JOB 1:
Report each line of the records that contains the string "tile", copying the line in full. Case counts.

EXCERPTED TEXT:
10.  SIGNIFICANT CUSTOMERS
A substantial portion of the Company's sales were to three industrial customers
and the U.S. Government in 1998 and 1997 and two industrial customers and the
U.S. Government in 1996. Sales to and accounts receivable from these customers
for the past three years were as follows:

                U.S. GOVERNMENT              INDUSTRIAL CUSTOMERS
            SALES             A/R            SALES            A/R
          ----------      ----------      ----------      ----------
1998      $1,219,000      $  354,800      $8,913,300      $1,525,500
1997       1,236,000         269,000       5,951,000         811,000
1996         592,000         104,000       3,179,000         450,000
          ==========      ==========      ==========      ==========


11.  COMMITMENTS AND CONTINGENCIES
LEASES
The Company conducts its operations from leased facilities, which include a
manufacturing plant and office. Total rental expense for 1998, 1997 and 1996
amounted to $91,855, $91,682 and $89,511 respectively. A schedule of the
Company's minimum non-cancelable rental commitments as of June 30, 1998,
follows:

YEAR ENDING JUNE 30,
- --------------------
 1998       $ 79, 992

                                       6

<PAGE>


KREISLER MANUFACTURING CORPORATION AND SUBSIDIARIES
NOTES TO CONSOLIDATED FINANCIAL STATEMENTS

11. COMMITMENTS AND CONTINGENCIES (CONT'D)

Records from a dataset
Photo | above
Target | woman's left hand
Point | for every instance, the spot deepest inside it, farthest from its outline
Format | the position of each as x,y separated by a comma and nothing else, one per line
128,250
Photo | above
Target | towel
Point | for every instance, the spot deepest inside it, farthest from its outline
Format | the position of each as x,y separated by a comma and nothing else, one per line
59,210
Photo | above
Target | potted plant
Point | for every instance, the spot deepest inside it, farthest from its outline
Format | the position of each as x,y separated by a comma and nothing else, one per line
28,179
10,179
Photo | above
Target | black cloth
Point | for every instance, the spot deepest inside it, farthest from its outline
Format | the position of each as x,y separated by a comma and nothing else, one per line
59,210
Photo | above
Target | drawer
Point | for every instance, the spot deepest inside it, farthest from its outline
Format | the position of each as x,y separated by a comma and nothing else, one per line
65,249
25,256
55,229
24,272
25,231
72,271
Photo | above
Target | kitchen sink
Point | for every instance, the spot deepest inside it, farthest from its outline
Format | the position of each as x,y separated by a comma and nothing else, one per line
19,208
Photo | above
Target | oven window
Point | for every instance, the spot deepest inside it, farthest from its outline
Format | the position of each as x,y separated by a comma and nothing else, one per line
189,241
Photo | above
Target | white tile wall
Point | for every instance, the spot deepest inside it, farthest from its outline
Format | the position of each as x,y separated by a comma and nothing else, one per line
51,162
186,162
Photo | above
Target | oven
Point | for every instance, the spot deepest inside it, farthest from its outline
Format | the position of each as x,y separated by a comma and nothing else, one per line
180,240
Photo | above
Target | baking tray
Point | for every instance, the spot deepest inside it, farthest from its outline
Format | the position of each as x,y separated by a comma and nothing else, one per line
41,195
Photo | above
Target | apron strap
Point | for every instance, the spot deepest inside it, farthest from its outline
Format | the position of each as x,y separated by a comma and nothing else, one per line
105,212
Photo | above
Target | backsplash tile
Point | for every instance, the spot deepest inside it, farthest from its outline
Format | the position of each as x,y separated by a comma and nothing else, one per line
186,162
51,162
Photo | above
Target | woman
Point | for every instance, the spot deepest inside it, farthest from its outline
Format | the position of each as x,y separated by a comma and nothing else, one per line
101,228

JOB 2:
Please pick up the financial statement notes where they stop and continue them.

FINAL RESULT 1:
Target | white tile wall
Target | backsplash tile

FINAL RESULT 2:
CONTINGENCIES
Certain federal and state laws authorize the United States Environmental
Protection Agency (EPA) to issue orders and bring enforcement actions to compel
responsible parties to take investigative and remedial actions at any site that
is determined to present an imminent and substantial danger to the public or the
environment because of an actual or threatened release of one or more hazardous
substances. These statutory provisions impose joint and several responsibility
without regard to fault on all responsible parties, including the generators of
the hazardous substances, for certain investigative and remedial costs at sites
where these substances were disposed of or processed. Because of the nature of
the Company's business, various products and substances are or were produced or
handled which contain constituents classified as hazardous. The Company
generally provides for the disposal or processing of such substances through
licensed independent contractors.

As of June 22, 1993, Kreisler Industrial Corporation (KIC), a wholly-owned
subsidiary of Kreisler Manufacturing Corporation, was notified by the EPA that
the EPA considers KIC to be a Potentially Responsible Party (PRP) pursuant to
Section 107(a) of the Comprehensive Environmental Response Compensation and
Liability Act relating to the cleanup of a superfund site in Fairfield, New
Jersey (Site)..

Currently, management is unable to ascertain the amount of liability or the time
frame over which payments will be made. As of June 11, 1993, the United States
had incurred at least $6,441,998 for response actions taken in regard to the
Site, of which, $4.5 million was not reimbursed. Generally, actions directed at
funding such site investigations and remediation include all suspected or known
responsible parties.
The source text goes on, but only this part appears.